=== Extrait du texte ===

Un président radio mais actif ?
Justice au Singulier - philippe.bilger, 5/01/2015
Dès 7 heures du matin, j'ai écouté, sur France Inter, notre président.
Enfin, ce qu'il en restait au cours de ces deux heures avec de multiples interruptions dont toutes n'étaient pas nécessaires. Quitte à inviter François Hollande, on aurait pu lui laisser place nette, ce qui n'a pas été le cas et n'a pas été pour rien dans l'impression d'un dialogue décousu, fragmenté et, pour tout dire, décevant.
Mais le président de la République y a mis du sien. J'ai beau avoir tenté, avec le plus d'objectivité possible, de prendre la mesure de ses réponses, il a continué à m'apparaître, sur le fond, comme une personnalité intelligente, explicative, aimablement pédagogique, rarement désarçonnée - sauf une fois, on y reviendra - mais peu crédible dans ses engagements, guère convaincant dans son volontarisme et mal à l'aise pour justifier l'évolution de sa politique.
Certes il sait être à l'écoute des journalistes comme des auditeurs, il domine son énervement, il ne maltraite pas ses contradicteurs comme, parfois, son prédécesseur. Mais après ?
J'ai trop insisté sur la forme et la courtoisie en politique pour ne pas le créditer de cette urbanité républicaine mais cette dernière n'a de sens que si elle civilise un discours lui-même argumenté, cohérent, riche d'un avenir déjà programmé et intégré. Un discours rassurant non pas par des formulations vagues et généreuses mais grâce à l'affirmation claire de desseins et d'actions dont le citoyen aurait déjà dû constater la traduction dans le réel.
Denis Pingaud estime que les frémissements dans les sondages, qui sont tout de même très légers, seraient motivés par ce comportement patient et respectueux, par ses visites réussies dans la France profonde. Il me semble plutôt qu'outre les circonstances économiques extrinsèques qui les expliquent au moins partiellement, le retour de Nicolas Sarkozy, en ressoudant la gauche et en vivifiant un antisarkozysme de droite, les a principalement suscités (Libération).

===

Dans l'extrait du texte sur l'entretien radio de François Hollande, sur quelle station le président a-t-il été écouté dès 7 heures du matin ?

=== Extraits des items ===

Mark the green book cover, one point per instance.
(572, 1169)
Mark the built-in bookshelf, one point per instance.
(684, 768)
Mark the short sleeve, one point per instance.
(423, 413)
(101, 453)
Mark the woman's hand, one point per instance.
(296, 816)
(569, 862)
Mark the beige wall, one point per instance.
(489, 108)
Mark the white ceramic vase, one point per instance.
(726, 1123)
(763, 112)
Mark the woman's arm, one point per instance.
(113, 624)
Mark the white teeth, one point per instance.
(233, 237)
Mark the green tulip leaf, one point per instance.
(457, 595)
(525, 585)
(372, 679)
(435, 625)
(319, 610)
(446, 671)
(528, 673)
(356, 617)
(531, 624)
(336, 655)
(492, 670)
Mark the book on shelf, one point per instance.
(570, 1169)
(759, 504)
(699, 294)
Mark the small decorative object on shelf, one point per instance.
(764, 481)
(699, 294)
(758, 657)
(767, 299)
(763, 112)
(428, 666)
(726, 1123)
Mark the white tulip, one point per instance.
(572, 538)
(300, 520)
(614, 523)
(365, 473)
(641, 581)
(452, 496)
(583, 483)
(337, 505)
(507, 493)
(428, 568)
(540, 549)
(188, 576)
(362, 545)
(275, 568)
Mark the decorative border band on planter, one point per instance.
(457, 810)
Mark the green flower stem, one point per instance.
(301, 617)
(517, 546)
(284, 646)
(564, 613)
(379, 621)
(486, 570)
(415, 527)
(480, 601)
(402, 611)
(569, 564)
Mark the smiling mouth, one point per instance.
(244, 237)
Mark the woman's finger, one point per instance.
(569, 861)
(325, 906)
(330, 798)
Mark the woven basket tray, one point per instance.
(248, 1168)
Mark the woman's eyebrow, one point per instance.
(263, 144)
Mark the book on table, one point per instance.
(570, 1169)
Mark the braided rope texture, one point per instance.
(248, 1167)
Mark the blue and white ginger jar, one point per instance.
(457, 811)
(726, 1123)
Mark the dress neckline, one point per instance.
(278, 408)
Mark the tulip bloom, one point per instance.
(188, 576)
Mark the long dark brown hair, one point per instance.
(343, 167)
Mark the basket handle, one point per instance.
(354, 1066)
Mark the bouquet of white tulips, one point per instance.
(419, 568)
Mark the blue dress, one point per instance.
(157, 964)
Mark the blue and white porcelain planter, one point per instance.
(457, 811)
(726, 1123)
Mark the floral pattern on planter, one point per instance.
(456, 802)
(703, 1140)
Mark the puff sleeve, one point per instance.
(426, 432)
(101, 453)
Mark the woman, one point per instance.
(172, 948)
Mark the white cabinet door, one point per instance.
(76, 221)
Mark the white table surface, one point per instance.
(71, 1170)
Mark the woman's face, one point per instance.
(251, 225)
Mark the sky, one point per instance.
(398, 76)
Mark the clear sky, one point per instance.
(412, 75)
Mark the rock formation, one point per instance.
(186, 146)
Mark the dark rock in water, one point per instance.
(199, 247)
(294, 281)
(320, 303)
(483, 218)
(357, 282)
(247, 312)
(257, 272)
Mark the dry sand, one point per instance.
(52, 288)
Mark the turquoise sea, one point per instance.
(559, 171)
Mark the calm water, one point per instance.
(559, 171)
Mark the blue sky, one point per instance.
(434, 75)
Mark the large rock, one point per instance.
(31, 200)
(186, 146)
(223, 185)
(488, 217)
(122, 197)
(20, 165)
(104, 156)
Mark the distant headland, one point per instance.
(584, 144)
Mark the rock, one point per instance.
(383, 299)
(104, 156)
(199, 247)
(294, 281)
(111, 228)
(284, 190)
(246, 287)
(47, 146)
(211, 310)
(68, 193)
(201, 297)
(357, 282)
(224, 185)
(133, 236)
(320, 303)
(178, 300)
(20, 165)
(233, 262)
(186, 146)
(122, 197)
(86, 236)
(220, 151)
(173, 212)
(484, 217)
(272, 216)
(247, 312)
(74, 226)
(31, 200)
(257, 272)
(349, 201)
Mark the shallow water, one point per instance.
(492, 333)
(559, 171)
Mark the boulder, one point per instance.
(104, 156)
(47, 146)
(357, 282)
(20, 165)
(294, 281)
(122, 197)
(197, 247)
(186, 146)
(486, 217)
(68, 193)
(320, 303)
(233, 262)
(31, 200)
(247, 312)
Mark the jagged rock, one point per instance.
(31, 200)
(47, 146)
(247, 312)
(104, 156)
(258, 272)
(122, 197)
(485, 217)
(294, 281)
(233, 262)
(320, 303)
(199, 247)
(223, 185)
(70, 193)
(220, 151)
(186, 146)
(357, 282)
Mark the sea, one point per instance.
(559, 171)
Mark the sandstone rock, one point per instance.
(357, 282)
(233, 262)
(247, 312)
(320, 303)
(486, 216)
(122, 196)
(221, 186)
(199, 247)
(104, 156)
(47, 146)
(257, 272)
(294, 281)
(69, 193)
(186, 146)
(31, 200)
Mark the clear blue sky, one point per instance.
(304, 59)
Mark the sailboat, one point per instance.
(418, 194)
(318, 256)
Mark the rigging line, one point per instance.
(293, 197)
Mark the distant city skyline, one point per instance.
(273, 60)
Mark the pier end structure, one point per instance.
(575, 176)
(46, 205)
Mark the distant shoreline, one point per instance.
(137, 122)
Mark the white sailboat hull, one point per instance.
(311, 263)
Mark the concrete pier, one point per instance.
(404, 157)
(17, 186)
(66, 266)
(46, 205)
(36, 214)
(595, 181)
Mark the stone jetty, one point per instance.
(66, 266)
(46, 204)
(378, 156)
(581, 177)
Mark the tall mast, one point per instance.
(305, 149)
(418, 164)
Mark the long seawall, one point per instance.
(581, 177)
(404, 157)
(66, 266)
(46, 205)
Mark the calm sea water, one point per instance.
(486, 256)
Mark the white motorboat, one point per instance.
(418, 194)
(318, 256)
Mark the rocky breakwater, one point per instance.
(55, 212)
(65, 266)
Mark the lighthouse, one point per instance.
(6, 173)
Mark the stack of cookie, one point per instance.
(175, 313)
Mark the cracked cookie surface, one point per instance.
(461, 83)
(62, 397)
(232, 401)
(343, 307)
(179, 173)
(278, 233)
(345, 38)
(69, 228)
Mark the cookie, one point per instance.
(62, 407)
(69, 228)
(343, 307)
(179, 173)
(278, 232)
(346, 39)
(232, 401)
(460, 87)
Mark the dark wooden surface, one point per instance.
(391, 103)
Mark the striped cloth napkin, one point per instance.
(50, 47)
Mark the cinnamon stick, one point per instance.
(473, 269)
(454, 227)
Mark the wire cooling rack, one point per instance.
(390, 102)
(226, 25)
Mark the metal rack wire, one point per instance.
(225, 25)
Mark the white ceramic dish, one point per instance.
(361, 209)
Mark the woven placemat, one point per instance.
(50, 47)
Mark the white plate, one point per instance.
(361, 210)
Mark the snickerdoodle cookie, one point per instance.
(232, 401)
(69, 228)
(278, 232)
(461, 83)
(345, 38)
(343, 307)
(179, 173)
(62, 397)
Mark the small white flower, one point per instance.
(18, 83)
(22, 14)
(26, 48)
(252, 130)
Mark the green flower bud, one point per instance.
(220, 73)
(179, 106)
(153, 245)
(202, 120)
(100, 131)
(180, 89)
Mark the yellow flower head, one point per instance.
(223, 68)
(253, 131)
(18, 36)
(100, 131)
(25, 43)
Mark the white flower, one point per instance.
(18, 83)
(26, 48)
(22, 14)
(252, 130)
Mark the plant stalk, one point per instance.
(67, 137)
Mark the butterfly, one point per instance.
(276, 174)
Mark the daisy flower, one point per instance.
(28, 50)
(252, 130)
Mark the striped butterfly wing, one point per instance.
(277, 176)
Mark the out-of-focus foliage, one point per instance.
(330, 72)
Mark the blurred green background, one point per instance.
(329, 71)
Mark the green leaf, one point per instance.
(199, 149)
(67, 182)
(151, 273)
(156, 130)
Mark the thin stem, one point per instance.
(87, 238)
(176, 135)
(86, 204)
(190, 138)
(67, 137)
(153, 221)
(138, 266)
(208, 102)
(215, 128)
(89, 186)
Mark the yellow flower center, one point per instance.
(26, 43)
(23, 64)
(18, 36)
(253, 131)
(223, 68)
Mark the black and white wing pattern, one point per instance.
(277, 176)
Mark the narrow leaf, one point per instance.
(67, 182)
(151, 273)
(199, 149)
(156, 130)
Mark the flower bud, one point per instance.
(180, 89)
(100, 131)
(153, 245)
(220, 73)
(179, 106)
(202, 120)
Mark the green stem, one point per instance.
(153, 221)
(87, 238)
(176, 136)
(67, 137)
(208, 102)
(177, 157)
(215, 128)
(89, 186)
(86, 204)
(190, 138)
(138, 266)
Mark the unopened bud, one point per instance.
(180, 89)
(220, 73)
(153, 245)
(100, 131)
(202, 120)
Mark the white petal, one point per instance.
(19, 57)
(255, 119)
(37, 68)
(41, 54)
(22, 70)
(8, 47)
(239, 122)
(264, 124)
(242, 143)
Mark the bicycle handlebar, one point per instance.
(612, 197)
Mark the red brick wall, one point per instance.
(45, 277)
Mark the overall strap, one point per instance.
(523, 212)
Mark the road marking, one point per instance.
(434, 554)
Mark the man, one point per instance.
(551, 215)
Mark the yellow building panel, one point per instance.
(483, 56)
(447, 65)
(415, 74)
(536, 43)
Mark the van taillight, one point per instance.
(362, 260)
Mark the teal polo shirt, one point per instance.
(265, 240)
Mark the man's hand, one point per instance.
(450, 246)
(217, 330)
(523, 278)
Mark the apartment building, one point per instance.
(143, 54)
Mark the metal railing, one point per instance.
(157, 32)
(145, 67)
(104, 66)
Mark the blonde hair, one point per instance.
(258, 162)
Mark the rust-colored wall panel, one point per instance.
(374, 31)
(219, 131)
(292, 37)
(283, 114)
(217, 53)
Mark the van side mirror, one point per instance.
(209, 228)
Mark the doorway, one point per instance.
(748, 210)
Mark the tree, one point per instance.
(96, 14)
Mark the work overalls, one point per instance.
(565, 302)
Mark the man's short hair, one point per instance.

===

» **Solution**: Sur France Inter.